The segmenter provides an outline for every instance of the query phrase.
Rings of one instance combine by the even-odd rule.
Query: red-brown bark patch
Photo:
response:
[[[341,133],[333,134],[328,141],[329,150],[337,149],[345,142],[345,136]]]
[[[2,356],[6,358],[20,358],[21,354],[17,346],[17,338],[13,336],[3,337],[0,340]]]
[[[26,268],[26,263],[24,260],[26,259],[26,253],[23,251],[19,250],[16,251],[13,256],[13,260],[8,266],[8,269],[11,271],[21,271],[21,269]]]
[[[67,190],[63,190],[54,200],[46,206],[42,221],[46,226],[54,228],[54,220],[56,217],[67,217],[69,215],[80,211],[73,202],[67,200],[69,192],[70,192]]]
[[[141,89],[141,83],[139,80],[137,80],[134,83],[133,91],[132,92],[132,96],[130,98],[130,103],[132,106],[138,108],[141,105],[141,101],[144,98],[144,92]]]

- Exercise task
Write out every entry exactly as given.

- Response
The segmenter provides an outline for every instance of the query phrase.
Rings of one instance combine by the even-odd rule.
Query: red-brown bark patch
Photo:
response:
[[[341,133],[333,134],[328,141],[329,150],[337,149],[345,142],[345,136]]]
[[[2,356],[6,358],[20,358],[21,354],[17,346],[17,338],[13,336],[3,337],[0,340]]]
[[[26,268],[26,263],[24,260],[26,259],[26,253],[23,251],[19,250],[16,251],[13,256],[13,260],[8,266],[8,269],[11,271],[21,271],[21,269]]]
[[[67,190],[63,190],[54,200],[46,206],[42,221],[46,226],[54,228],[54,220],[56,217],[67,217],[69,215],[80,211],[73,202],[67,200],[69,192],[70,192]]]
[[[141,89],[141,83],[139,80],[137,80],[134,83],[133,91],[132,92],[132,96],[130,98],[130,103],[132,106],[138,108],[141,105],[141,101],[144,98],[144,92]]]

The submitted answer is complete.